**TEXT SEGMENT**
Protein Mapping Pinpoints Why Most Metastatic Melanoma Patients Do Not Respond to Immunotherapy

Written on |

Lipid metabolism found to affect cancer cells’ visibility to the immune system, say TAU, Sheba Medical Center researchers

Tel Aviv University and Sheba Medical Center researchers say they have discovered why more than half of patients with metastatic melanoma do not respond to immunotherapy cancer treatments.

Wielding proteomics, an innovative “protein mapping” approach, a team of researchers led by Prof. Tami Geiger, Prof. Gal Markel, and Dr. Michal Harel of TAU’s Sackler School of Medicine and Sheba’s Ella Lemelbaum Institute for Immuno-Oncology have answered the burning question: Why do immunotherapy treatments greatly help some patients with melanoma but not affect 60 percent of metastatic melanoma patients?

The researchers, whose findings were published on September 5 in Cell, compared the responses of 116 melanoma patients to immunotherapy — one group in which immunotherapy was successful and a second in which immunotherapy was not successful. Harnessing proteomics, a powerful protein mapping technology, they discovered differences in the metabolism, or energy production process, of the cancer cells of the two groups.

“In recent years, a variety of cancer immunotherapy therapies have been used, therapies that strengthen the anti-cancer activity of the immune system,” explains Prof. Markel, a senior oncologist and scientific director of the Ella Lemelbaum Institute. “These treatments have been shown to be highly effective for some patients and have revolutionized oncology. However, many patients do not respond to immunotherapy, and it is critical to understand why.

“Can we predict who will respond? Can we alter treatment in order to increase responses? In our research, we focused on metastatic melanoma, a devastating disease that until recently had no efficient treatments. It was clear to us that pre-treatment samples from responders and non-responders would be key.”

To better understand treatment resistance mechanisms, the scientists examined tumors taken from 116 patients using proteomics.

**TASKS FOR THIS EXERCISE**
(a) Rewrite the melanoma article from "Lipid metabolism found" to "immunotherapy cancer treatments.", replacing "Sheba Medical Center" with "Sheba Hospital".
(b) Based on the melanoma article, does each statement agree with the text? Answer yes or no, and quote the deciding words. (i) The researchers compared the immunotherapy responses of 116 melanoma patients. (ii) The findings were published in Nature. (iii) Immunotherapy treatments do not affect 60 percent of metastatic melanoma patients.
The material comes from a separate source, unrelated to this article.

**GIVEN DATA**

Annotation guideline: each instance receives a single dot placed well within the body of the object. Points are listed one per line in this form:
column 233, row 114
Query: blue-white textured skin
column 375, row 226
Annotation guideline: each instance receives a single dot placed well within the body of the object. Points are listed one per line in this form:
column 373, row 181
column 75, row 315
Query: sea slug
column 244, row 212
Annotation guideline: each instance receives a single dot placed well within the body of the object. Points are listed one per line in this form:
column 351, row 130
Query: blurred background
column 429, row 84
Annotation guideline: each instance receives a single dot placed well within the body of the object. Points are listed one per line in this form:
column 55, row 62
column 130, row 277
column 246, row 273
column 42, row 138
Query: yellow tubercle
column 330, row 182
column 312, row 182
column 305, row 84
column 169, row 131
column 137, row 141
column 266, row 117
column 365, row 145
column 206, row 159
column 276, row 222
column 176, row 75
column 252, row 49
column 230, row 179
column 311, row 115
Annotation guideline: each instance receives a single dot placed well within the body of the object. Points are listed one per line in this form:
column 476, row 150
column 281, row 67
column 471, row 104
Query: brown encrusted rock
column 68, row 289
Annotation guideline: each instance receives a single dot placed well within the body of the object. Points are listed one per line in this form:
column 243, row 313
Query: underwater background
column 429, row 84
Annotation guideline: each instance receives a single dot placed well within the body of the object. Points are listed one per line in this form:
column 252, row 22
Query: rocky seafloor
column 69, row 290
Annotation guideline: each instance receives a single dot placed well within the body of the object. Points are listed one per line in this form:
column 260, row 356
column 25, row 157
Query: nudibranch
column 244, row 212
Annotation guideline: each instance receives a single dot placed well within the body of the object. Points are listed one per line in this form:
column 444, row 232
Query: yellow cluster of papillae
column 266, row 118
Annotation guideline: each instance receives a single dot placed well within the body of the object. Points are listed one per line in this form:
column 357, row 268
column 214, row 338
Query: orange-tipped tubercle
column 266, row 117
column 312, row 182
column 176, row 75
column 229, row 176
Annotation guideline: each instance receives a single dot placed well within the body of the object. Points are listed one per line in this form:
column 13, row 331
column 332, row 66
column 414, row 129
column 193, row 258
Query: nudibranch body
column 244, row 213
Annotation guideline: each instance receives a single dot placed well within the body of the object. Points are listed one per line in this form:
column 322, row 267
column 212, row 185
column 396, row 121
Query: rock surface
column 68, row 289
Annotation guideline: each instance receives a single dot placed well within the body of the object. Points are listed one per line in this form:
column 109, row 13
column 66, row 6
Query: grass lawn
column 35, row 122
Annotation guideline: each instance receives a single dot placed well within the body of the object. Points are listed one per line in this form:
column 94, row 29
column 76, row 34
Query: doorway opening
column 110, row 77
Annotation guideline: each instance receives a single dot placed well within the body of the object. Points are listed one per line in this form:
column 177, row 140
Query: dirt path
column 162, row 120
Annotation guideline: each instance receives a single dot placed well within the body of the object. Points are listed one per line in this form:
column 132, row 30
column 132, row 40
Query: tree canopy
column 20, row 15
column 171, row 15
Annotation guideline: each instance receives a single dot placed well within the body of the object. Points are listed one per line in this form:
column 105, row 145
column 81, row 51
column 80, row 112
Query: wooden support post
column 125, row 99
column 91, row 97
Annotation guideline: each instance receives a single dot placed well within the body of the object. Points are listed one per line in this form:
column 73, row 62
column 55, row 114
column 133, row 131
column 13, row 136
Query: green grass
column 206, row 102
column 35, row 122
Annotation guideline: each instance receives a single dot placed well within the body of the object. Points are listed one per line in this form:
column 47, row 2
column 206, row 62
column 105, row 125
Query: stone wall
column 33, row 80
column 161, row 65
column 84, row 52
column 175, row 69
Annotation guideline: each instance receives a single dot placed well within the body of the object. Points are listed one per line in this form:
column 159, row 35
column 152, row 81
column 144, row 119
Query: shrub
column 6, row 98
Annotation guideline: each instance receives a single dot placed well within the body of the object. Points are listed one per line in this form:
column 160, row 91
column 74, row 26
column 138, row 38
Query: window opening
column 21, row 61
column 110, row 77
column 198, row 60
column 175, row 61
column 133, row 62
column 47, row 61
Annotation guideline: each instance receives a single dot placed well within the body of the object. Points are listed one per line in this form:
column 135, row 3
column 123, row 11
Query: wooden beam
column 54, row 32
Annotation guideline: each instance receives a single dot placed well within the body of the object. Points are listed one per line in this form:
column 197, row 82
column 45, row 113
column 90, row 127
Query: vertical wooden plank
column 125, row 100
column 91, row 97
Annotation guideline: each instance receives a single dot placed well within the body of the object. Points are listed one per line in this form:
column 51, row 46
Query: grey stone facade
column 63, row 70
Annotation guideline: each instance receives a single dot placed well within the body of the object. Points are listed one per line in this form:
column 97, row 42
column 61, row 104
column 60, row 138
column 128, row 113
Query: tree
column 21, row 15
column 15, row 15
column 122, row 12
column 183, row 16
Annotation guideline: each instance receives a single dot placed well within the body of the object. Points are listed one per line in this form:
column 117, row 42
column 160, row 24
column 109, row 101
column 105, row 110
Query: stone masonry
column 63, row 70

**SOLVED TASKS**
(a)
Lipid metabolism found to affect cancer cells’ visibility to the immune system, say TAU, Sheba Hospital researchers

Tel Aviv University and Sheba Hospital researchers say they have discovered why more than half of patients with metastatic melanoma do not respond to immunotherapy cancer treatments.

(b)
(i) Yes: "compared the responses of 116 melanoma patients to immunotherapy"
(ii) No: "published on September 5 in Cell"
(iii) Yes: "not affect 60 percent of metastatic melanoma patients"